= Page text =

Associate Professor Old Dominion University Norfolk, Virginia, United States
Introduction: Multi-cellular tissues like epithelia are subject to stretch during the course of normal physiological function. Occasional external stretch beyond a certain level is also known to cause tissue injury. Thus, it is essential to understand how epithelial tissues respond to external stretch and what factors affect their response to stretch. Of particular importance is the role of cell-cell contacts in resisting or rupturing in response to external stretch. Furthermore, how the level of cell contractility affects this response is not clear. The objective of our study is to test the effect of reduced contractility of the integrity of epithelial islands when challenged by external stretch.
Materials and
Methods: Madin-Darby Canine Kidney (MDCK) II cells were cultured in DMEM with 10% FBS atop collagen I-coated silicone sheets (Speciality Manufacturing, Saginaw, MI) overnight. To reduce contractility, blebbistatin was used at concentrations of 1 or 50 µM for 1 h. Then, a custom-built biaxial cell stretcher was used to apply a linear strain of over 35%. Phase and fluorescence images (corresponding to plasma membrane staining with CellBrite, Biotium, Fremont, CA) were obtained with a Leica DMi8 epifluorescence microscope. Fluorescence imaging of the plasma membrane stained by CellBrite enabled the clear identification of cell-cell contact rupture. Ruptured cell-cell contacts were identified by at least one localized gap between adjacent cells within a cell island. For statistical analysis, t-tests or ANOVA was used as appropriate.
Results, Conclusions, and Discussions: In order to understand how a moderate decrease in contractility affects multi-cellular integrity upon stretch, we wanted to first determine initial conditions that decrease the contractility but still largely maintain cell-cell contact integrity in the absence of stretch. We treated MDCK cell islands with different concentrations of blebbistatin (Fig. 1) and found that, a concentration of 50 µM blebbistatin led to the rupture of about 40% of the cell-cell contacts (Fig. 2). However, a low concentration of 1 µM blebbistatin corresponded to a state where nearly 90% of the cell-cell contacts’ integrity was maintained, with about 10% rupturing similar to the control case due to normal contact turnover (Fig. 1, 2).
We then subjected control and 1 µM blebbistatin-treated epithelial islands to external stretch. Stretch corresponding to a linear strain of over 35% showed that both islands showed increase in cell-cell contact rupture to a similar extent (Fig. 3). This showed that the expected decrease in cell-cell adhesion strength as well as the expected decrease in inter-cellular forces due to lower contractility led to a similar extent of decrease in multi-cellular integrity, compared to the control case. Thus, a moderate decrease in contractility does not seem to adversely affect multi-cellular integrity when subject to large stretch. Our results suggest that the balance of cell-cell adhesion strength on the one hand, and active inter-cellular forces and passive forces on the other hand in response to stretch may preserve multi-cellular integrity at even lower than normal levels of contractility.

[Records taken from a dataset]
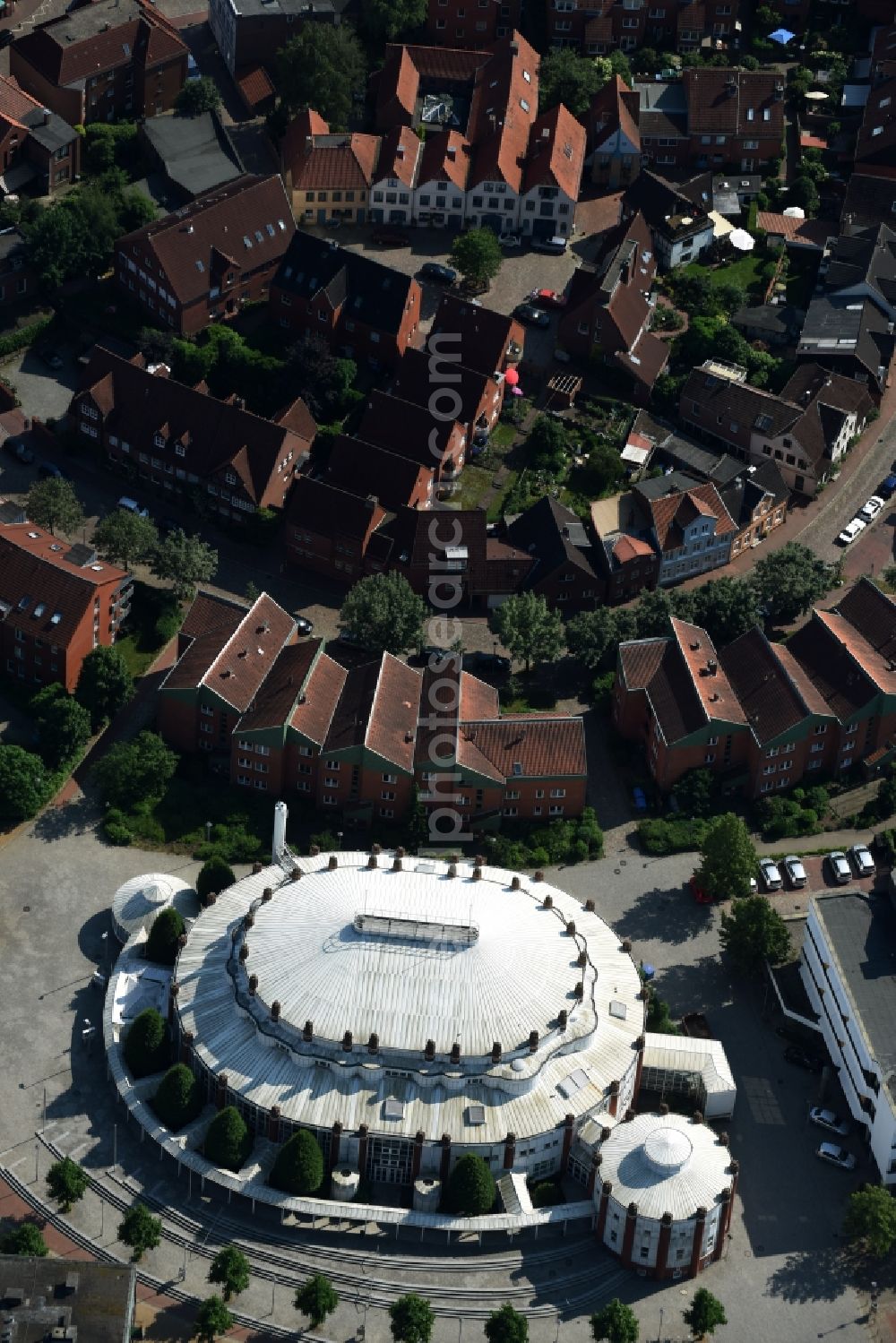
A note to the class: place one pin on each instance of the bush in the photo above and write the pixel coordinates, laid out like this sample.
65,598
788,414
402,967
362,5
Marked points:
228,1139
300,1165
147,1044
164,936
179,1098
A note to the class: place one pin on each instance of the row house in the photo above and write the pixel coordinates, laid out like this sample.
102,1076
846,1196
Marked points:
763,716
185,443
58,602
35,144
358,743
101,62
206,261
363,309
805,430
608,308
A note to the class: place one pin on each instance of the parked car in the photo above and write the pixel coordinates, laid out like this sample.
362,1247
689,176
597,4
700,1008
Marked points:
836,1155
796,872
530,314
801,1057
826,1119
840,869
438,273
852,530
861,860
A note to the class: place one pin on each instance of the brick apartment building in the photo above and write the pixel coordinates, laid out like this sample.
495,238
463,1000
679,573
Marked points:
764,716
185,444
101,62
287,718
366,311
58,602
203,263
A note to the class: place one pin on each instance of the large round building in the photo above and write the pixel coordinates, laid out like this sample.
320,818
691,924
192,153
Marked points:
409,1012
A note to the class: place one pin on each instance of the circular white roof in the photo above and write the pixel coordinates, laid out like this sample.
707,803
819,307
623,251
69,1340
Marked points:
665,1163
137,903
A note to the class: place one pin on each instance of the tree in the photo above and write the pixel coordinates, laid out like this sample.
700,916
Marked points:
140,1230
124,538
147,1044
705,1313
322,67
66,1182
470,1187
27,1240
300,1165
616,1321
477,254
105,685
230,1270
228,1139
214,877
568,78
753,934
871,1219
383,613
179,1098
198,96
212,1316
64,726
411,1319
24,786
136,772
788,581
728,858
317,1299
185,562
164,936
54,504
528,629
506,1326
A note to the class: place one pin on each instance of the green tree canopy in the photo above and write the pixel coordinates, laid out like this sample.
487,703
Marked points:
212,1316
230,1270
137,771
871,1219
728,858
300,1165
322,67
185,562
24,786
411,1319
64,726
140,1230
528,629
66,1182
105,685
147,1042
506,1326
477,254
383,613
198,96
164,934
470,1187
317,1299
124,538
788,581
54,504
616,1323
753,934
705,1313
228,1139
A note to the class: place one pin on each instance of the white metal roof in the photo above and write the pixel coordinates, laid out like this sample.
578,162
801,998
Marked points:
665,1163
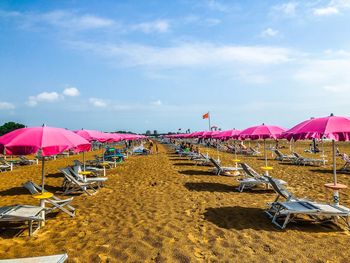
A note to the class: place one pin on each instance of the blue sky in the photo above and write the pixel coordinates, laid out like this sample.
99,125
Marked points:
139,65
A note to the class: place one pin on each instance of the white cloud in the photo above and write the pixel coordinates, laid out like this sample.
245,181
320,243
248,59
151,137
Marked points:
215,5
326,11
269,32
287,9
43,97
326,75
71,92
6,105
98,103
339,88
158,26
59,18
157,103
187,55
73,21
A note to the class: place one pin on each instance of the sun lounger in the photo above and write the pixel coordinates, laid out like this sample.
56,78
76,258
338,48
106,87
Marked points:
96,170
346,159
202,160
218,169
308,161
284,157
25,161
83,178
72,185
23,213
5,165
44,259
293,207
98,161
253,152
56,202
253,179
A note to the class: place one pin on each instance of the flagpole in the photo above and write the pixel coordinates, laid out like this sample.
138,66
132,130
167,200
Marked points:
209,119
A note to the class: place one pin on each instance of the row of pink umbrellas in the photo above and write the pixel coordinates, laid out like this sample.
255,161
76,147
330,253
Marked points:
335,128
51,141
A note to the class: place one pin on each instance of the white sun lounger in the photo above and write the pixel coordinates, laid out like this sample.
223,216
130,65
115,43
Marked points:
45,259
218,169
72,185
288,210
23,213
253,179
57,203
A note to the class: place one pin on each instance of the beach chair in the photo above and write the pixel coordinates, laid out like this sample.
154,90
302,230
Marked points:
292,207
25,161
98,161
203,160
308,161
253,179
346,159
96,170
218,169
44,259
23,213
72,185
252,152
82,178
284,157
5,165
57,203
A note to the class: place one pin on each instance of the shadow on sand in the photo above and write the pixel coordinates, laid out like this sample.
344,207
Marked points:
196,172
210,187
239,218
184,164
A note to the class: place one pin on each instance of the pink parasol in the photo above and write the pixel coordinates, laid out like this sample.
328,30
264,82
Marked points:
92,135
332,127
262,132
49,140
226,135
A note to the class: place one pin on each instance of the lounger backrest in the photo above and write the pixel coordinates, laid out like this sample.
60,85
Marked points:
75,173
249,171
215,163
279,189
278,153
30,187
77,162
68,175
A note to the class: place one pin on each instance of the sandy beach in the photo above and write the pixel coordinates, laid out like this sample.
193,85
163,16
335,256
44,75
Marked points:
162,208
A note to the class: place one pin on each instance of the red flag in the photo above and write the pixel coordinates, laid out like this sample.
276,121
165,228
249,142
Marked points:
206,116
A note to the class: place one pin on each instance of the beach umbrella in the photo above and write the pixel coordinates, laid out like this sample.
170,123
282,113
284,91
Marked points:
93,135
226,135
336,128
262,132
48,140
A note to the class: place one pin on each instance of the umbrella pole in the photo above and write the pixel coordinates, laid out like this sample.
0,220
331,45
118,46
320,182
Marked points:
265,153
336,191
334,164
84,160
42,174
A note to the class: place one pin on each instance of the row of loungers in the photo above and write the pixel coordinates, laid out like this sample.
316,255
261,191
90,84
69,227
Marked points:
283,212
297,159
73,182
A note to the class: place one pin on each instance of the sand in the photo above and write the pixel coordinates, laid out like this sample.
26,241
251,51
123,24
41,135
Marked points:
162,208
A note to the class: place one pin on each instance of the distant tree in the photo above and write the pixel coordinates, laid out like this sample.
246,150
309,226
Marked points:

= Work request A =
In the abstract on epithelial stretch, which blebbistatin concentration led to the rupture of about 40% of the cell-cell contacts?
= Work request B =
Decide whether each statement agrees with the abstract on epithelial stretch, and quote the words that settle it: (i) The cells were cultured on collagen I-coated silicone sheets. (ii) Blebbistatin was applied for 24 hours. (iii) Images were taken with a confocal microscope.
= Work request C =
Rewrite the stretch of the abstract on epithelial stretch from "We then subjected" through "levels of contractility.", replacing "contractility" with "tension".
The material plays no part in this work.

= Output A =
A concentration of 50 µM blebbistatin.

= Output B =
(i) Yes: "atop collagen I-coated silicone sheets"
(ii) No: "at concentrations of 1 or 50 µM for 1 h"
(iii) No: "a Leica DMi8 epifluorescence microscope"

= Output C =
We then subjected control and 1 µM blebbistatin-treated epithelial islands to external stretch. Stretch corresponding to a linear strain of over 35% showed that both islands showed increase in cell-cell contact rupture to a similar extent (Fig. 3). This showed that the expected decrease in cell-cell adhesion strength as well as the expected decrease in inter-cellular forces due to lower tension led to a similar extent of decrease in multi-cellular integrity, compared to the control case. Thus, a moderate decrease in tension does not seem to adversely affect multi-cellular integrity when subject to large stretch. Our results suggest that the balance of cell-cell adhesion strength on the one hand, and active inter-cellular forces and passive forces on the other hand in response to stretch may preserve multi-cellular integrity at even lower than normal levels of tension.